Copy the part of the BRCA study text that begins with "Only 18% of" and stops after "undergo prophylactic surgery.", changing "prophylactic" to "preventive" throughout.

Exercise text section start

In premenopausal women, prophylactic BSO results in premature menopause and its associated symptoms including hot flushes, vaginal dryness, sexual dysfunction, sleep disturbances, and increased risk for osteoporosis.19–21 Many of the women in our cohort had a previous diagnosis of breast cancer and were unable to take hormone therapy. However, in premenopausal women without a previous diagnosis of breast cancer, hormone therapy after prophylactic BSO is a reasonable option to assist with management of menopausal symptoms. Of the 14 premenopausal women in our cohort without a history of breast cancer who underwent prophylactic BSO, 57% started hormone therapy after surgery. The surgical complication rate in our cohort was 3%. This figure is consistent with previously published complication rates associated with prophylactic BSO in BRCA mutation carriers8 and for hysterectomy with BSO for benign indications.22,23
Two women (3%) in our study were found to have occult ovarian carcinomas at the time of prophylactic surgery. This is consistent with previous studies which have reported the rate to be 2% to 10%.7,8,24–26 These findings emphasize the need to maintain a high index of suspicion during prophylactic surgery in these women. Our protocol for prophylactic BSO in BRCA mutation carriers includes careful inspection of the tubes, ovaries, and surrounding tissues as well as cytologic examination of peritoneal washings. The pathologist is informed of the increased risk of ovarian and fallopian tube cancer, and the specimens are carefully examined intraoperatively with frozen sections performed if indicated. Serial sectioning of the entire fallopian tubes and ovaries is then performed. A recent study by Powell et al26 reported a seven-fold increase in the detection of occult ovarian carcinoma using a similar protocol in BRCA mutation carriers.
Only 18% of the women in our cohort had one of the three Ashkenazi Jewish founder mutations. This is different from many of the previous reports on BRCA mutation carriers, which have included a high proportion of women of Ashkenazi Jewish descent.2,15,26,27 Although the power was limited by our small sample size, there were no significant differences in the proportion of women diagnosed with ovarian cancer or undergoing prophylactic BSO between the women with the Ashkenazi Jewish founder mutations and those without. Further study is needed to determine if there are significant differences in our BRCA mutation carrier population compared with those previously reported, and the implications this may have on the decision to undergo prophylactic surgery.
In summary, 61% of the women in our cohort elected to undergo prophylactic BSO. A short time interval was noted from disclosure of genetic testing results to prophylactic BSO. Age greater than 40 years, parity, and a personal history of breast cancer were associated with choosing prophylactic BSO. We are currently evaluating quality of life and satisfaction with decision-making in women with a BRCA mutation to gain a better understanding of the factors important in deciding whether or not to undergo prophylactic BSO.

Exercise text section end
Listed entries section start

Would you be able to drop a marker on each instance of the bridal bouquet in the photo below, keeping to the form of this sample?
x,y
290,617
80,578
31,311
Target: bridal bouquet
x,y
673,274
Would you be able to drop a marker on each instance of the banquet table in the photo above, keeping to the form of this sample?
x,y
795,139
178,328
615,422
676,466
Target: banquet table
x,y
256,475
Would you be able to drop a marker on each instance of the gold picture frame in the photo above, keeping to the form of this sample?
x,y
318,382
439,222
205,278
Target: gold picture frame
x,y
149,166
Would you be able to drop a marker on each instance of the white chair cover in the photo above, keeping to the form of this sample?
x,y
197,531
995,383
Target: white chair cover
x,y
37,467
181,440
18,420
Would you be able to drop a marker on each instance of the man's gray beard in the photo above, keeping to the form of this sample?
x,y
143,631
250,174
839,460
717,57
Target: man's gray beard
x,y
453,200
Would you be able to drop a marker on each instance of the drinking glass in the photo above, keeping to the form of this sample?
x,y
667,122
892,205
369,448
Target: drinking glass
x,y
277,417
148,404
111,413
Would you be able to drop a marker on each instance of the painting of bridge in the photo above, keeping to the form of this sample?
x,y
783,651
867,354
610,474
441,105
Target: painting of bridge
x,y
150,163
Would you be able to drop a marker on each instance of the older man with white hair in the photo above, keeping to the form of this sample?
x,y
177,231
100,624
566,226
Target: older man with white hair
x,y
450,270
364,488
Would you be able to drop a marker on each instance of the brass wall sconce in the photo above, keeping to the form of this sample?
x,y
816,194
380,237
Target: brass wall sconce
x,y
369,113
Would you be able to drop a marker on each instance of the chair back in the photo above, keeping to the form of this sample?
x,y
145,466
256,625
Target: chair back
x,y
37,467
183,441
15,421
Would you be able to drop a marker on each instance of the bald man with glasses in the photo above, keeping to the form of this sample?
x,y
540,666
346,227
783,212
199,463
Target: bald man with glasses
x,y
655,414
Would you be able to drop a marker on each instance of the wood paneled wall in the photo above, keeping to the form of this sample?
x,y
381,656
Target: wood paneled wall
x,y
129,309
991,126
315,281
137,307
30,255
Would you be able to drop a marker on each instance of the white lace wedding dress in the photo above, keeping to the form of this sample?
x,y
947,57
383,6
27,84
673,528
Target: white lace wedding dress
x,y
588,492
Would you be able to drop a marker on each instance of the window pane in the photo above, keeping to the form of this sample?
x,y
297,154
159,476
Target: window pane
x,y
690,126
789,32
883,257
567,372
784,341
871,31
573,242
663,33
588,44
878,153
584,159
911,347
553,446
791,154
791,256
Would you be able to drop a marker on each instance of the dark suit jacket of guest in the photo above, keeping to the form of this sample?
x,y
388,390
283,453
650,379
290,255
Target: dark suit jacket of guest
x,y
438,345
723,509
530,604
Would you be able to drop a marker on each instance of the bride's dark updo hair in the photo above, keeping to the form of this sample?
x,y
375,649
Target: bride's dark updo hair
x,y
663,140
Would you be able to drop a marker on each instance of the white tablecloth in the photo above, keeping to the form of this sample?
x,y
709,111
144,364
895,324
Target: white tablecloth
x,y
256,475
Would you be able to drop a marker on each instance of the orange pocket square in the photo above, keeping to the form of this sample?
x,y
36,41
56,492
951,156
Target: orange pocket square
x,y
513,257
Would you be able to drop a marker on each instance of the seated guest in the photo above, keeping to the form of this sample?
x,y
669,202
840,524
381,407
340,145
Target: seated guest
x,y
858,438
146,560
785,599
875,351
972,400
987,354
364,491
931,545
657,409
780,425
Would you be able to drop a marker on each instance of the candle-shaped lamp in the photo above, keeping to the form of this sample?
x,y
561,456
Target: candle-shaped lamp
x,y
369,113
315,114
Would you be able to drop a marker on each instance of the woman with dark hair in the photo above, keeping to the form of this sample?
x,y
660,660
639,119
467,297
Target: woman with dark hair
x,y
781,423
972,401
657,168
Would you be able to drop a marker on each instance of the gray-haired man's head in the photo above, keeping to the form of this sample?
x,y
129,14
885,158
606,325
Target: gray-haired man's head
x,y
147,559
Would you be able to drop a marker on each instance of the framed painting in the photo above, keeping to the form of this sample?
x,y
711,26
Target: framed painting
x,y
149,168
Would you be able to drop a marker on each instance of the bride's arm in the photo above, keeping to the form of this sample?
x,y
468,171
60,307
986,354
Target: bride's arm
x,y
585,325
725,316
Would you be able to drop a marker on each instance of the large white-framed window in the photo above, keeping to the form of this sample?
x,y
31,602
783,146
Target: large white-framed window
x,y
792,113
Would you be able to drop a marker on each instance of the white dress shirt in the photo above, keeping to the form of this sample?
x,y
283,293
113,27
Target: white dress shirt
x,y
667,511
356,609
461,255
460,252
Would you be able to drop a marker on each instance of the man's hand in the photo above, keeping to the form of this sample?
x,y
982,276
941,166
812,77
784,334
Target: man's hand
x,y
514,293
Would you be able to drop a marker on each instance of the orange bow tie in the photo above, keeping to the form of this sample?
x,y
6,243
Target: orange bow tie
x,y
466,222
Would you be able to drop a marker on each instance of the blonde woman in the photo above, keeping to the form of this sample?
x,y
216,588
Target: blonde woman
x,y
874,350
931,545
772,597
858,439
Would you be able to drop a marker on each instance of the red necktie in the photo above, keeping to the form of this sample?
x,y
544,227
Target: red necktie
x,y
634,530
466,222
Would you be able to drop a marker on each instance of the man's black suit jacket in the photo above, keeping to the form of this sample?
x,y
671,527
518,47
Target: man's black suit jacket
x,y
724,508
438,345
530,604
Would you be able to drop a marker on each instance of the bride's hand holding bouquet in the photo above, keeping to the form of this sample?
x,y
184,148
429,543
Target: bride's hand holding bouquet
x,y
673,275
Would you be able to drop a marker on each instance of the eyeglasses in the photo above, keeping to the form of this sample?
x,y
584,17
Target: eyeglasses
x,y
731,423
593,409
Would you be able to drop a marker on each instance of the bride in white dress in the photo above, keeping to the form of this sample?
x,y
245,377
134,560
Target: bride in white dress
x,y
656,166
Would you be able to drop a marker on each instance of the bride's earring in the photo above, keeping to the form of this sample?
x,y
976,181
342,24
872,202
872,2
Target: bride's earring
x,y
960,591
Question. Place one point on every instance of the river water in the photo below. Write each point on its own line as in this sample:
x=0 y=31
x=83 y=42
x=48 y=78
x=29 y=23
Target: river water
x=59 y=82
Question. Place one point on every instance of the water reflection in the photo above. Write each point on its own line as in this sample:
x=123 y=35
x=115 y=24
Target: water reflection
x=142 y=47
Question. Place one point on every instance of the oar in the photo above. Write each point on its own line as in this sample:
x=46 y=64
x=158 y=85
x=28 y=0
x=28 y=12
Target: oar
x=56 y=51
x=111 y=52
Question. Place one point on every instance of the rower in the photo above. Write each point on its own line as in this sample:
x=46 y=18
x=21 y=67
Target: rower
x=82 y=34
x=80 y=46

Listed entries section end

* [Your solution]
Only 18% of the women in our cohort had one of the three Ashkenazi Jewish founder mutations. This is different from many of the previous reports on BRCA mutation carriers, which have included a high proportion of women of Ashkenazi Jewish descent.2,15,26,27 Although the power was limited by our small sample size, there were no significant differences in the proportion of women diagnosed with ovarian cancer or undergoing preventive BSO between the women with the Ashkenazi Jewish founder mutations and those without. Further study is needed to determine if there are significant differences in our BRCA mutation carrier population compared with those previously reported, and the implications this may have on the decision to undergo preventive surgery.